▸ **GOAL OF THE EXERCISE**:
Repeat the records exactly. Leave out the pictures.

▸ **Referring expression data**:
▬▬▬
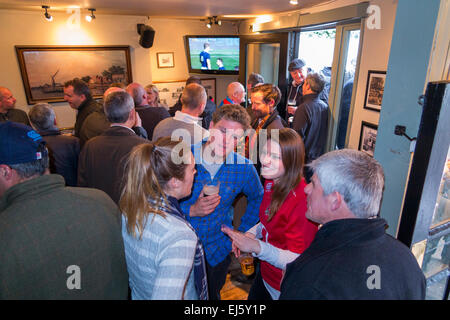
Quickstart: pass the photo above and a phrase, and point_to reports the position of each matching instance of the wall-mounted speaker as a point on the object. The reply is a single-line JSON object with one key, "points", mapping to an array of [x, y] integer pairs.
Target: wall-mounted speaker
{"points": [[147, 34]]}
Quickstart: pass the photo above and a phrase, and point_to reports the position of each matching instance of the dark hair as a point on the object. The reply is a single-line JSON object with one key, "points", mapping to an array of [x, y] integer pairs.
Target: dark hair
{"points": [[79, 87], [293, 158], [232, 112], [270, 92], [118, 106], [37, 167], [255, 78], [315, 81]]}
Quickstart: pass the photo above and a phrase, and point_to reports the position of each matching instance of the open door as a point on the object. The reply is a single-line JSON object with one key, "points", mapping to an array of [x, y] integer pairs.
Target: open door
{"points": [[267, 55]]}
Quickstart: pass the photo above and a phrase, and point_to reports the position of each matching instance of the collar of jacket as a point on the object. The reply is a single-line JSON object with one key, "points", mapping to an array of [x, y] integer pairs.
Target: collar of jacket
{"points": [[118, 130], [339, 233], [310, 97], [50, 132], [31, 188]]}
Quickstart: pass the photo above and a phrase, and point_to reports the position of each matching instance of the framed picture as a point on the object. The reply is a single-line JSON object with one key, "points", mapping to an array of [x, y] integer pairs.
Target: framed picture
{"points": [[165, 59], [374, 90], [170, 91], [210, 87], [45, 69], [368, 138]]}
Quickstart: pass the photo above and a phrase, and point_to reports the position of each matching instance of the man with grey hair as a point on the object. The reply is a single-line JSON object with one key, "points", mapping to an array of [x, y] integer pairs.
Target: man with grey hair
{"points": [[186, 124], [8, 112], [150, 116], [63, 149], [351, 256], [102, 160], [311, 119]]}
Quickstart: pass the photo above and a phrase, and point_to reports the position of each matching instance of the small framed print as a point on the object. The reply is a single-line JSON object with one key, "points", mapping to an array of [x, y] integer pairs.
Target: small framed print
{"points": [[368, 138], [165, 59], [374, 90]]}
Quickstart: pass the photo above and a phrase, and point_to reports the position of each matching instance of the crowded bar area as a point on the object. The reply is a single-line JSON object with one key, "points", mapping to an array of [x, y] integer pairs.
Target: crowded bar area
{"points": [[278, 150]]}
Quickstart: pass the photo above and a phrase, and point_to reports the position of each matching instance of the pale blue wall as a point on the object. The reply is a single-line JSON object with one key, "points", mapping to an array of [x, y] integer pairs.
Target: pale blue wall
{"points": [[406, 75]]}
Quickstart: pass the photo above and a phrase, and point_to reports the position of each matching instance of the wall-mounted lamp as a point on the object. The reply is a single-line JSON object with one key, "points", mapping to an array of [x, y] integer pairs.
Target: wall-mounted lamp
{"points": [[47, 16], [90, 17]]}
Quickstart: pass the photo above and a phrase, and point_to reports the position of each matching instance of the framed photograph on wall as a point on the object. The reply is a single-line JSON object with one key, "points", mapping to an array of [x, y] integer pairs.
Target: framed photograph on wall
{"points": [[374, 90], [210, 87], [368, 138], [165, 59], [45, 69]]}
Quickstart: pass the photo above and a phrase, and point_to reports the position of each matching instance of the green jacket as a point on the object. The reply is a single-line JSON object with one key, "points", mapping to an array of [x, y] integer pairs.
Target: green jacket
{"points": [[60, 242]]}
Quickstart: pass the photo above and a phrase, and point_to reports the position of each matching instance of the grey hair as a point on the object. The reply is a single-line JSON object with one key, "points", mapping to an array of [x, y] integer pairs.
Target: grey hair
{"points": [[193, 96], [316, 82], [118, 106], [34, 168], [42, 116], [357, 177]]}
▬▬▬
▸ **ANSWER TO THE EXERCISE**:
Quickstart: pass the photo above and a phrase, and point_to reports the position of each matching instance of the wall-mounted speaker as a point on the object. The reply is a single-line JSON object with one key, "points", mapping to an array of [x, y] integer pairs.
Target: wall-mounted speaker
{"points": [[147, 34]]}
Quickstart: pass the photo above and a phrase, and point_to reports the position of each matching instance of the dark hair as a point on the object. The reply is a single-line JSON object with one key, "points", mapping to an array of [x, y] integer pairs.
Target: dark hair
{"points": [[79, 87], [293, 158], [232, 112], [270, 92], [118, 106], [37, 167], [255, 78], [315, 81]]}
Quickstart: pass the photo above and a phrase, and point_to reports the position of each matching instance of the open door as a point on the object. The reply is a single-line JSON object with one key, "points", mapping to an array of [x, y] integer pairs.
Target: open door
{"points": [[267, 55]]}
Quickstart: pass the photo above and a phrase, and point_to reports the position of each matching instance of the collar of jacket as a point on the object. The reply is a single-line JSON object with one key, "points", mapping to an array of [x, y] integer pairs.
Target: collar of jacket
{"points": [[118, 130], [339, 233], [310, 97], [50, 132], [31, 188]]}
Quickstart: pass the photo above and a phrase, and point_to reports the position of each matching instance of the framed picture as a point on the object. The reply is a single-line JSON object with one key, "points", mapping to an array of [x, y] integer pairs.
Target: framed picture
{"points": [[165, 59], [374, 90], [170, 91], [210, 87], [45, 69], [368, 138]]}
Quickstart: pass the photo above and a phrase, and point_to reports the position of each matching instance of the man with grey hair as a point on the object. The reply is a single-line JSON object with one key, "points", mapping to an array of [x, y] integer pairs.
Target: man with grey hair
{"points": [[186, 124], [8, 112], [150, 116], [63, 149], [351, 256], [102, 160], [311, 119]]}
Quickstart: pass the photo above and a phrase, and point_to reports the position of each matching instance of the small framed print as a point on the object. The reply is a single-line JSON object with one key, "points", mapping to an array of [x, y] integer pairs.
Target: small framed print
{"points": [[368, 138], [165, 59], [374, 90]]}
Quickstart: pass the photo above and a phrase, and point_to reports the position of each matching instance of the crowded bar area as a point on the object. The reply is a single-line JSON object with one key, "points", mapping to an array of [x, y] integer pairs.
Target: crowded bar area
{"points": [[278, 150]]}
Quickstart: pass the photo above and a phrase, and point_to reports the position of each matching instance of the pale blue wall as a point on the object. The reply is a single-line JSON object with one key, "points", mapping to an array of [x, y] integer pairs.
Target: pale blue wall
{"points": [[406, 75]]}
Quickstart: pass the photo above and a phrase, and point_to reports the position of each matching instance of the wall-mounted lamp as a point on the object. The reply is a single-line JSON object with one key, "points", mapping to an array of [x, y] integer pairs.
Target: wall-mounted lamp
{"points": [[47, 16], [90, 17]]}
Quickstart: pass the photo above and a phrase, and point_to reports the position of each matching instance of the framed photograph on wall as a point on the object. The reply is a single-line JSON object with one key, "points", mapping to an array of [x, y] integer pairs.
Target: framed photograph on wall
{"points": [[374, 90], [210, 87], [368, 138], [165, 59], [45, 69]]}
Quickstart: pass the photo above and a phrase, and point_to reports the position of each matching instance of the green jacket as a point on the object. The reply is a single-line JSON object with one key, "points", mapping to an array of [x, y] integer pairs.
Target: green jacket
{"points": [[60, 242]]}
Quickstart: pass the photo above and a phrase, and point_to reports the position of each matching instance of the grey hair as a point on the object. The reply is a single-line JSON object with one key, "points", mapping to an array of [x, y] integer pairs.
Target: grey hair
{"points": [[193, 96], [316, 82], [118, 106], [34, 168], [42, 116], [357, 177]]}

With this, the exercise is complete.